** Opening Material provided block **

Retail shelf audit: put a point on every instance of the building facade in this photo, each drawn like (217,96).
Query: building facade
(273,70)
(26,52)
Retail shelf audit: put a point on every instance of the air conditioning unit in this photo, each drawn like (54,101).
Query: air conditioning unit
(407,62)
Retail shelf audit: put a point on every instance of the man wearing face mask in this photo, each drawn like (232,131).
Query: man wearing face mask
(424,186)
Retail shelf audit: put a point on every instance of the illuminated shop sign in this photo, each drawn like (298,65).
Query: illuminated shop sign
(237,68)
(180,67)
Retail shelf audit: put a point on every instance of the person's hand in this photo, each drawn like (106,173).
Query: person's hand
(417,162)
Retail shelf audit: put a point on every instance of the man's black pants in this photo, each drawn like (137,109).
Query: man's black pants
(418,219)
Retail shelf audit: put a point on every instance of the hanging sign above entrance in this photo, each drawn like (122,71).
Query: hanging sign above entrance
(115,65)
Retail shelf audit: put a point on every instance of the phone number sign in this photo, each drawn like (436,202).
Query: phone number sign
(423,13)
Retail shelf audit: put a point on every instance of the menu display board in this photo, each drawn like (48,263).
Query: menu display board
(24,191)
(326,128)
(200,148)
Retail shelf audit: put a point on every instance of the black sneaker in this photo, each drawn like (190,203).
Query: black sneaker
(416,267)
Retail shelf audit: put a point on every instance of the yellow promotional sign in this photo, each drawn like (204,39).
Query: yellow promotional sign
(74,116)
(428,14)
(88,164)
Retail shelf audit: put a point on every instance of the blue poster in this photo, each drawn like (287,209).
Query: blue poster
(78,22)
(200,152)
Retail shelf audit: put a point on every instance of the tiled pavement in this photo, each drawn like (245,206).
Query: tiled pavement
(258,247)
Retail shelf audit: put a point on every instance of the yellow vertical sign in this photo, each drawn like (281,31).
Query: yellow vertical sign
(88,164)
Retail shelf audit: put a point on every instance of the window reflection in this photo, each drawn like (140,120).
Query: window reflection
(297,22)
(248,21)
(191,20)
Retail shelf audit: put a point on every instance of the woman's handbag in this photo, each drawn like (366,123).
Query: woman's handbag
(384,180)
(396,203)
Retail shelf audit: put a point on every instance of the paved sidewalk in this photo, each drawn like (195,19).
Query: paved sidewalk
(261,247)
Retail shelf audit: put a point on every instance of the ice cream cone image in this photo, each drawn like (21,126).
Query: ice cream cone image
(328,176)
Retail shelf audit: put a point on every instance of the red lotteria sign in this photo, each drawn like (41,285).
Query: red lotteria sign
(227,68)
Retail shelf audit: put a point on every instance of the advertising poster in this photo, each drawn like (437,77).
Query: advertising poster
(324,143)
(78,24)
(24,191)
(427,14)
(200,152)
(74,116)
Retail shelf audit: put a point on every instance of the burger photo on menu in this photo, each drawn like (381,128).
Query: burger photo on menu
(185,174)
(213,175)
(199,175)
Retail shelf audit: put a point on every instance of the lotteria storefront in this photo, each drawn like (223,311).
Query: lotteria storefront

** Closing Material provided block **

(Problem) Take every line above that includes the string "storefront" and return it.

(Solution)
Retail shelf audit: put a point on every instance of the lotteria storefront in this photo, each drawn like (223,311).
Query: lotteria storefront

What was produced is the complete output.